(Referring expression pointing data)
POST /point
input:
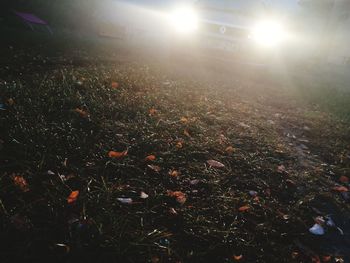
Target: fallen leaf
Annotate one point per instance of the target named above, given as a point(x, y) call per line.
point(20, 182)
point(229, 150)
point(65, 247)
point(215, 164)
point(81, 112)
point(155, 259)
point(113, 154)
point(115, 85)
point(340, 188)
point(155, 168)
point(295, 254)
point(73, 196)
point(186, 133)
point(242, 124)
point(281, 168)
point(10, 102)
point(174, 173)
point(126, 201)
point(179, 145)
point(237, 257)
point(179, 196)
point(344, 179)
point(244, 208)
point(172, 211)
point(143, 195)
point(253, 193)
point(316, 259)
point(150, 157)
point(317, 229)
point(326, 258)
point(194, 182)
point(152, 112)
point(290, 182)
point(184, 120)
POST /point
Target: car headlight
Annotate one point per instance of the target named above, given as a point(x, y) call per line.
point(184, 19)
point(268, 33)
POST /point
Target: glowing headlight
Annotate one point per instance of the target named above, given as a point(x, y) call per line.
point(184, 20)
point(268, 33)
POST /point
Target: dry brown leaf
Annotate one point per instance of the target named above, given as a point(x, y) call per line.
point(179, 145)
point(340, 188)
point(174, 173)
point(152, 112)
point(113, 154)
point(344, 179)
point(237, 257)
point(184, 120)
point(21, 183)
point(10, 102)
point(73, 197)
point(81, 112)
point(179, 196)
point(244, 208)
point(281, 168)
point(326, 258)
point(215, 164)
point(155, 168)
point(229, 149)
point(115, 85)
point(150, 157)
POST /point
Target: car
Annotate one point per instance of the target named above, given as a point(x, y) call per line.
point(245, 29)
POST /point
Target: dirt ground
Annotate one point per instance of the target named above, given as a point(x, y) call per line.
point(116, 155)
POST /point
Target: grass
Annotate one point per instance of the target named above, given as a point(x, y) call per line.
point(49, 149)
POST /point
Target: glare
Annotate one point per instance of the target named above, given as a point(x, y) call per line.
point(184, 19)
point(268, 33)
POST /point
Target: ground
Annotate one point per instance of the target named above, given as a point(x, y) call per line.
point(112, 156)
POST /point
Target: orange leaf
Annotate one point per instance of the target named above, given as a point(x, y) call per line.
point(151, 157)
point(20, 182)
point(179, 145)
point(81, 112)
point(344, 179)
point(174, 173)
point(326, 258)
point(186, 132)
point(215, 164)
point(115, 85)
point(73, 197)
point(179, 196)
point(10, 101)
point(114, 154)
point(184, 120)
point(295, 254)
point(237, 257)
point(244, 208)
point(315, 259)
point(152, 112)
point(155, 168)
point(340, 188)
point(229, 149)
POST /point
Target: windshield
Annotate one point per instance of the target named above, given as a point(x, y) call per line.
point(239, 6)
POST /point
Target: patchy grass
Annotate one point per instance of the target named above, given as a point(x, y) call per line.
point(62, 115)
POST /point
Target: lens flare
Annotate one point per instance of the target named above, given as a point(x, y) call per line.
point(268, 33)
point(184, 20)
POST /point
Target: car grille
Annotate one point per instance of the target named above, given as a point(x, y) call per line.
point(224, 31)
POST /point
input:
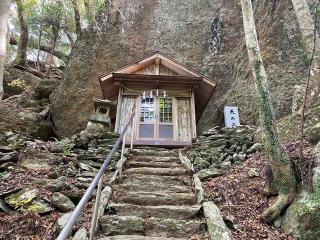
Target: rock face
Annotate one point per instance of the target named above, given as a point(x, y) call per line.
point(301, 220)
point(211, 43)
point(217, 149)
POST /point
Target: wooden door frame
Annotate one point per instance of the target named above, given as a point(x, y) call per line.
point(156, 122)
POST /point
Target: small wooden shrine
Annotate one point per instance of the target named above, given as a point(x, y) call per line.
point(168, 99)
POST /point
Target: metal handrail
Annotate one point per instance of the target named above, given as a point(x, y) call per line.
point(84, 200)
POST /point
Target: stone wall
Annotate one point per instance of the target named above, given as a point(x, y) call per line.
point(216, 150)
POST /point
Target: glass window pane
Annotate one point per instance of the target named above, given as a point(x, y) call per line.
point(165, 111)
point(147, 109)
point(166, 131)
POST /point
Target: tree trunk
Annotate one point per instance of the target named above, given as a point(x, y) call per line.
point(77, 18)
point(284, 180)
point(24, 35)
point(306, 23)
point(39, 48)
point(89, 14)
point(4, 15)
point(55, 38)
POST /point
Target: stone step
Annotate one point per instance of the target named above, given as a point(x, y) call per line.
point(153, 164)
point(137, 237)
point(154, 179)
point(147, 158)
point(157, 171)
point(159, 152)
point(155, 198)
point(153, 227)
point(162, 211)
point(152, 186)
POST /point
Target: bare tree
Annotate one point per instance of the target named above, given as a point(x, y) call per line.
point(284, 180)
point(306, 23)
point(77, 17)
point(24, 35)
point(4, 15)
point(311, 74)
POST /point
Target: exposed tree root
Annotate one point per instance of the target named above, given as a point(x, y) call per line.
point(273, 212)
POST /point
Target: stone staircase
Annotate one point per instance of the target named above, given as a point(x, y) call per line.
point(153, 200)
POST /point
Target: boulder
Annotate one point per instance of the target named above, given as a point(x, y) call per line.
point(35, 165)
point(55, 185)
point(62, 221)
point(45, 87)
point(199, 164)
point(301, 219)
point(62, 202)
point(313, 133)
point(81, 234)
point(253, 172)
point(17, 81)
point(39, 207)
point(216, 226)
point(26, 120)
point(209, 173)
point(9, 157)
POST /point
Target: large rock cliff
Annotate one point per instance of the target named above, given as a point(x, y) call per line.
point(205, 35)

==

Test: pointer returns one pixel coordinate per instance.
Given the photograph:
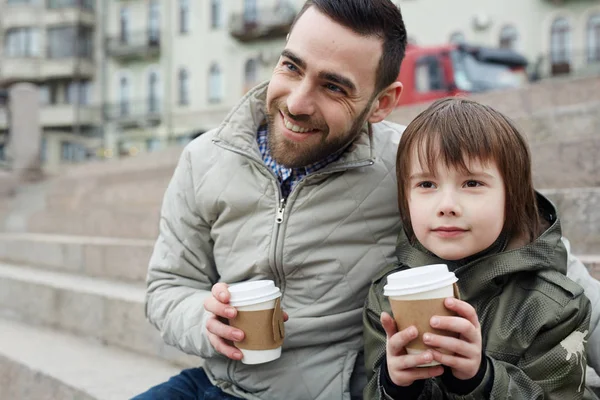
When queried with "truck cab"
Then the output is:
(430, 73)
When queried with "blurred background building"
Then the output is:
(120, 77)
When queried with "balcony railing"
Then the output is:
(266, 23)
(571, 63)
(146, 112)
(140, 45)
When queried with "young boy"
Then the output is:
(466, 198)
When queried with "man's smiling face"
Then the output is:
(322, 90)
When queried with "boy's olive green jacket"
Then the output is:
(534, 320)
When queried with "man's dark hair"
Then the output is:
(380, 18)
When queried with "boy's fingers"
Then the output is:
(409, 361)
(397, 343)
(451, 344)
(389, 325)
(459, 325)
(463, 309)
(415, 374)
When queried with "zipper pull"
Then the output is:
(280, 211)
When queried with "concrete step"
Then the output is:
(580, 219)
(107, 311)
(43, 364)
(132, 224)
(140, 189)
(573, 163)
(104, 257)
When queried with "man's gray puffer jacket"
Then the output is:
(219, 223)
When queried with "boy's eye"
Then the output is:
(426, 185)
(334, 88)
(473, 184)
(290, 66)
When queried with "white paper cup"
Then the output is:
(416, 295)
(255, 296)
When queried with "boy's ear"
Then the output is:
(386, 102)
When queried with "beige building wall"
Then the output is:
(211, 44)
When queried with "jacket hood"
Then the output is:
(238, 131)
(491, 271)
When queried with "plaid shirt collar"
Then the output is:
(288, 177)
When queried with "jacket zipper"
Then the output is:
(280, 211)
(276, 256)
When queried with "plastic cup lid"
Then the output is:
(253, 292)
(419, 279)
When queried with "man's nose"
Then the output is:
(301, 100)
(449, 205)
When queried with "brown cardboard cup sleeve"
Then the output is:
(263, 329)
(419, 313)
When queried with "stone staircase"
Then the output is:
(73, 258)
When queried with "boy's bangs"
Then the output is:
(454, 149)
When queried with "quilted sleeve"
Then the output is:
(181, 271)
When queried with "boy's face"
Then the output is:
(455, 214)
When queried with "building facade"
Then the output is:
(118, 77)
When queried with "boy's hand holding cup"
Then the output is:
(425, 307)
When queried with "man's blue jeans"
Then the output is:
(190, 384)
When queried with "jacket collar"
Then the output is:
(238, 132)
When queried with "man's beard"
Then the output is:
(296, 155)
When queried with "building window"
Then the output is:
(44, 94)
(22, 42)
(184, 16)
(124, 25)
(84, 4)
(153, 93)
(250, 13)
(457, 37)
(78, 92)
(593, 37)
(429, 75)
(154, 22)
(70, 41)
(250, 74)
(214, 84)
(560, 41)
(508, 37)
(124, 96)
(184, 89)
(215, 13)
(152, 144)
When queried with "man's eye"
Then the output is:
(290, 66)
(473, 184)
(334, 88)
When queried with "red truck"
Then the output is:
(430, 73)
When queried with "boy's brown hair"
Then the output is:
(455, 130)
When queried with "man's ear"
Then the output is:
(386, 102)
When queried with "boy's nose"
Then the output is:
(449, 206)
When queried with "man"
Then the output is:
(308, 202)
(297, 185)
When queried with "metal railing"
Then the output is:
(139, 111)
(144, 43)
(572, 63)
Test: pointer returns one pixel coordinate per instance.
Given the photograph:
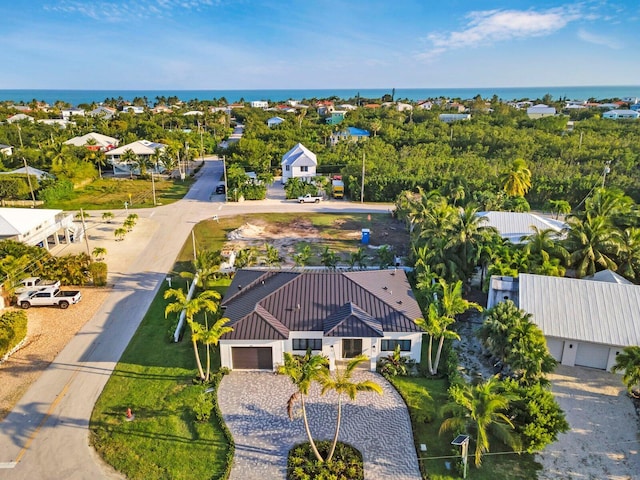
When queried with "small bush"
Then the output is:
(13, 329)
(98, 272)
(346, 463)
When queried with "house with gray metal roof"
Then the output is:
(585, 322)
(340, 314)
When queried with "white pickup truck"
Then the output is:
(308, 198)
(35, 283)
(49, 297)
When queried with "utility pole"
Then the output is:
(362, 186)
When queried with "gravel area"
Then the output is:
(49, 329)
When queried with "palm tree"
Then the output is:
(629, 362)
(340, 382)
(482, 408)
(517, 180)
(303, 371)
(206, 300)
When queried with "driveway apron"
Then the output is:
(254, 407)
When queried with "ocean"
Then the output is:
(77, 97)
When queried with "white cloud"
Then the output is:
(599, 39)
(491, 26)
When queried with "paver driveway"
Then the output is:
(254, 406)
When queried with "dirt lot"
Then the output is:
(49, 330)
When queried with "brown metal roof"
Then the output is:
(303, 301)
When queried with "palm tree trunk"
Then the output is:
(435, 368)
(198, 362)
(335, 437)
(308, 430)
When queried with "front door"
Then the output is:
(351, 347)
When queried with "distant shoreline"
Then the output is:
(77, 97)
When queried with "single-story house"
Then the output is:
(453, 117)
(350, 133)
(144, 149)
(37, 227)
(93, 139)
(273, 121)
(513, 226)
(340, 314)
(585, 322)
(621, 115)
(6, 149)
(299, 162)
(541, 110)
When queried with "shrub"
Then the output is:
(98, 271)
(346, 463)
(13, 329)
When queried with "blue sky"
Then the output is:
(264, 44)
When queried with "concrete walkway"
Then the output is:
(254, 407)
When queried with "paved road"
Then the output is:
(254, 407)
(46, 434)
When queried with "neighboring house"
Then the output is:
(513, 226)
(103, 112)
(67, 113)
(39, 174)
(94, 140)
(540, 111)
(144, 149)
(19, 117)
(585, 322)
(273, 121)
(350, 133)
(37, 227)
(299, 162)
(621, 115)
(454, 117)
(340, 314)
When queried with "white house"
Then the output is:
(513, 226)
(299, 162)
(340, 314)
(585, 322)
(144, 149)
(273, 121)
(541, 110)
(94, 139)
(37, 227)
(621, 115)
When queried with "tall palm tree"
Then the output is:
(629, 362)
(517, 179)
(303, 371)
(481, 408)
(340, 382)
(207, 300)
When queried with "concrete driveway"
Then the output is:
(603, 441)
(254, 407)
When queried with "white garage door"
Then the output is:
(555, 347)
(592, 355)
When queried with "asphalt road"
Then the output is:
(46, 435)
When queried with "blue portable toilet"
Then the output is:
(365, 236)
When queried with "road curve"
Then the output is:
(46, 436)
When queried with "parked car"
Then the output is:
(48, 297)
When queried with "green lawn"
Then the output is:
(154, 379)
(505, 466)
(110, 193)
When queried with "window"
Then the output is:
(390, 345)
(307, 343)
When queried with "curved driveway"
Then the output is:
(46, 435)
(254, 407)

> **ASSIGNMENT**: All lines above that hold the string "roof" should be copied.

> **THE ANSWER**:
When queried with "house with gray metal roof"
When queried with "brown metal roof"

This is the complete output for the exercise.